*** Opening of DATASET CONTENT ***
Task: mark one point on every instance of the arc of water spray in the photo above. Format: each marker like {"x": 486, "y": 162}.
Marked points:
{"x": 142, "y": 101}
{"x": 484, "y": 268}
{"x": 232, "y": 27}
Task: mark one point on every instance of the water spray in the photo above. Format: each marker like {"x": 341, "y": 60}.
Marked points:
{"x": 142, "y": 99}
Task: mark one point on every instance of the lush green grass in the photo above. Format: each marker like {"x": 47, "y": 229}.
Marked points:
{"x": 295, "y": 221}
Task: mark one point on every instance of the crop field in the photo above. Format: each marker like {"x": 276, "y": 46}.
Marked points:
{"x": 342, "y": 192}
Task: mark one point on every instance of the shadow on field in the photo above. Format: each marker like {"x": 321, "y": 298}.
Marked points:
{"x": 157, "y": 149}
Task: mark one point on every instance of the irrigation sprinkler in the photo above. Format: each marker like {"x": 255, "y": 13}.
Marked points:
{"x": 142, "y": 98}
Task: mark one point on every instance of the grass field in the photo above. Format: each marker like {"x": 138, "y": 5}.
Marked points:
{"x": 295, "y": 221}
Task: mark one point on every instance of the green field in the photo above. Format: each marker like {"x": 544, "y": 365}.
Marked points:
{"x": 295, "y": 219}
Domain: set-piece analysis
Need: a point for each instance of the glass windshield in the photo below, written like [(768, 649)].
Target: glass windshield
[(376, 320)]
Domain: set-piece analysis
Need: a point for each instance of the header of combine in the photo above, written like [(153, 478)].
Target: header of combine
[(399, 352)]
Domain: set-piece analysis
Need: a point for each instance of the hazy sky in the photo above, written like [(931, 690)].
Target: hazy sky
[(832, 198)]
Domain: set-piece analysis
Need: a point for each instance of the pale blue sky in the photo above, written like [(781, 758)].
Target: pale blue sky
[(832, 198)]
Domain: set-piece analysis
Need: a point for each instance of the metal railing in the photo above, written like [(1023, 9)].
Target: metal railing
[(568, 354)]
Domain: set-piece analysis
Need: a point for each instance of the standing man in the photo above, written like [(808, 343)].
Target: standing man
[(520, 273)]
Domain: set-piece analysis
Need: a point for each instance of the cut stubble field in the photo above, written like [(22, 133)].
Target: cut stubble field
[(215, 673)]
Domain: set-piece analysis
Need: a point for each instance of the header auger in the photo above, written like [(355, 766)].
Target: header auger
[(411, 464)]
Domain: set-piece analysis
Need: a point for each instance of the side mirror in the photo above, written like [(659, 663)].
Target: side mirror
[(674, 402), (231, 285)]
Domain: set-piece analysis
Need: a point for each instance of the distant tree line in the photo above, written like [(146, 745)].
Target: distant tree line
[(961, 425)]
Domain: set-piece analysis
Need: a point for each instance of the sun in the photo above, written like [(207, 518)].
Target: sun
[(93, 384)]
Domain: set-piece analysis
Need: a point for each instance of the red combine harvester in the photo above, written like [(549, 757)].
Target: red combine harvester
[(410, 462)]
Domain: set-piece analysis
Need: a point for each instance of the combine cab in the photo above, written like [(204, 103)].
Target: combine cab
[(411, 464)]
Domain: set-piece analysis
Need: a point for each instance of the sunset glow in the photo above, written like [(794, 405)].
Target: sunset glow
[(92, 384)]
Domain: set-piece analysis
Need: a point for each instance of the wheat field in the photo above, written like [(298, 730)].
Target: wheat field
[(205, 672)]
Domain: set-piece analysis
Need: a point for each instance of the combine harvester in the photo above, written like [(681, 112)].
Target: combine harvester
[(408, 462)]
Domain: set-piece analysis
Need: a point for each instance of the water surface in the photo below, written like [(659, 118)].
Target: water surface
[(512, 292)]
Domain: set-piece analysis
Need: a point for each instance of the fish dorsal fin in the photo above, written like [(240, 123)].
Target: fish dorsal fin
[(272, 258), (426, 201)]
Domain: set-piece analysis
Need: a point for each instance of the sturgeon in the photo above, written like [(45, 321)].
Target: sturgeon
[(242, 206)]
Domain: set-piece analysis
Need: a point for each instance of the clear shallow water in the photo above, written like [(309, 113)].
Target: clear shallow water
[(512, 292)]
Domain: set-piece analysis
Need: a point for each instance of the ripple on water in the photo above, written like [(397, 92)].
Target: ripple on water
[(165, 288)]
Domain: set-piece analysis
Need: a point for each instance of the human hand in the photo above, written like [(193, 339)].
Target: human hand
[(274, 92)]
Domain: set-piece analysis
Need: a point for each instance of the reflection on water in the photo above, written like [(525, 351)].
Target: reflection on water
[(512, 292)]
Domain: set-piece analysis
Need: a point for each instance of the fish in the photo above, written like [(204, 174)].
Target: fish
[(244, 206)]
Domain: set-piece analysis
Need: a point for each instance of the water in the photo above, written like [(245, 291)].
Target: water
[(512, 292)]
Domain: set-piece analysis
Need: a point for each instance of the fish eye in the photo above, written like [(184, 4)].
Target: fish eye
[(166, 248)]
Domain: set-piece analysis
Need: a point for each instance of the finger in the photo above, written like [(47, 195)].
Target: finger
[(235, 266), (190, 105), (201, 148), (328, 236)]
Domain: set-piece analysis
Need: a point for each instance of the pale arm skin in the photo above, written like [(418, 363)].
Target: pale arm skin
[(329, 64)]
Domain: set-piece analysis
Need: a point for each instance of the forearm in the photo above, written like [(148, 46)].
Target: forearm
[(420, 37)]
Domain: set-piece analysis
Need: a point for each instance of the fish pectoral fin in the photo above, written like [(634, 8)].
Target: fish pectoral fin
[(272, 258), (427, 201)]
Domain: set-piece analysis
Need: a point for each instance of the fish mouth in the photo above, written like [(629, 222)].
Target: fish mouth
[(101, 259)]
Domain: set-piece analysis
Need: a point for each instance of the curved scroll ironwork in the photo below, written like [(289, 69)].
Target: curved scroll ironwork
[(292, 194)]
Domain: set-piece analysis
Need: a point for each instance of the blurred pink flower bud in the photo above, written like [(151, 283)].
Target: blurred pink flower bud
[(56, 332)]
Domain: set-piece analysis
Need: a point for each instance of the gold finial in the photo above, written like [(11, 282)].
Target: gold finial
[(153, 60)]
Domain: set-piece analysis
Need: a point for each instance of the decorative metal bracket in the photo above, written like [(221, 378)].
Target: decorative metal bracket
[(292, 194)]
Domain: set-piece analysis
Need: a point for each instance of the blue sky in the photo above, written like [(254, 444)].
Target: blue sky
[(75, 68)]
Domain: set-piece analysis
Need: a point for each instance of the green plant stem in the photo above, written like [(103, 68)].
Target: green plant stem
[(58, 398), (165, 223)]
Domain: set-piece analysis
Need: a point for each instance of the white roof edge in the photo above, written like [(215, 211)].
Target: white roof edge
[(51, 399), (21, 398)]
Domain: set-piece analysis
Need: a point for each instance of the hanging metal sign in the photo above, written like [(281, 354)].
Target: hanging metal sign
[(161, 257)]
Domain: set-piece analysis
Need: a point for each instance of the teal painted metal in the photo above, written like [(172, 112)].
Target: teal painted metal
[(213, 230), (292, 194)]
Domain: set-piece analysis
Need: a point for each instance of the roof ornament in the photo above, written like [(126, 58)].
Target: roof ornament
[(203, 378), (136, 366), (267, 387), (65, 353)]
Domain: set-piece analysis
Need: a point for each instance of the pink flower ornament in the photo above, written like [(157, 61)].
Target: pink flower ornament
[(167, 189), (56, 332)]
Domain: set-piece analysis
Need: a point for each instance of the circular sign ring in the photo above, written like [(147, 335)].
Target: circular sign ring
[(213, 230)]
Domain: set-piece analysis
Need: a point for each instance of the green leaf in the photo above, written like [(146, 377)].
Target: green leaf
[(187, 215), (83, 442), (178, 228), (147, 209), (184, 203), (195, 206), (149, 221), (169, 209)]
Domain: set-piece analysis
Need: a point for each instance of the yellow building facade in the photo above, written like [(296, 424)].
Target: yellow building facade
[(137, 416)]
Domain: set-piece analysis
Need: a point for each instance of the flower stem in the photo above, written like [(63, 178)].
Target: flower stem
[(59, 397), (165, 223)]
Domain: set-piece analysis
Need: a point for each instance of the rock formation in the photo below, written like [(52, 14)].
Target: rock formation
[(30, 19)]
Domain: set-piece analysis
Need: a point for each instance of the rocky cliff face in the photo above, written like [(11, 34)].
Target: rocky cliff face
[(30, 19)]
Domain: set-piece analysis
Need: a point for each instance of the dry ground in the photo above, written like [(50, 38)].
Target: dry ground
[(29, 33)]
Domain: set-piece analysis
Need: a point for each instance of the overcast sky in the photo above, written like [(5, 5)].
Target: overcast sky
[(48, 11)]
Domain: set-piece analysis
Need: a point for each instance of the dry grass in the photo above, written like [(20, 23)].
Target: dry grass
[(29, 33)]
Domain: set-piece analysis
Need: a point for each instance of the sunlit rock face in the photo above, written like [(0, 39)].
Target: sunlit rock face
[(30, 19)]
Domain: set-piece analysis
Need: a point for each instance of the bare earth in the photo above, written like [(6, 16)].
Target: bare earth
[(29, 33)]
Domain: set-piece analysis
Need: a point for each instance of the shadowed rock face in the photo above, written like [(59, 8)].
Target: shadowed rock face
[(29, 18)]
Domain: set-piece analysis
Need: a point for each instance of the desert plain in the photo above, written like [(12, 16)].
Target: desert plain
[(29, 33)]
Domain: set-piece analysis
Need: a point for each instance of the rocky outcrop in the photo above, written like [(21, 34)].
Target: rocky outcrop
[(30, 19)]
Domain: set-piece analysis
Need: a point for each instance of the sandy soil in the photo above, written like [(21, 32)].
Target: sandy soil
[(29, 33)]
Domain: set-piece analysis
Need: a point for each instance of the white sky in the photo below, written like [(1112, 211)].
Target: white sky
*** Close of DATASET CONTENT ***
● EXERCISE DESCRIPTION
Scan the records for the string "spray" and show every line that contains it.

● SOLUTION TO THIS EXERCISE
Task: mark one point on every instance of the arc of water spray in the photo above. Format: each marker like {"x": 486, "y": 162}.
Task: mark one point on every instance of the water spray in the photo above. Format: each marker like {"x": 341, "y": 60}.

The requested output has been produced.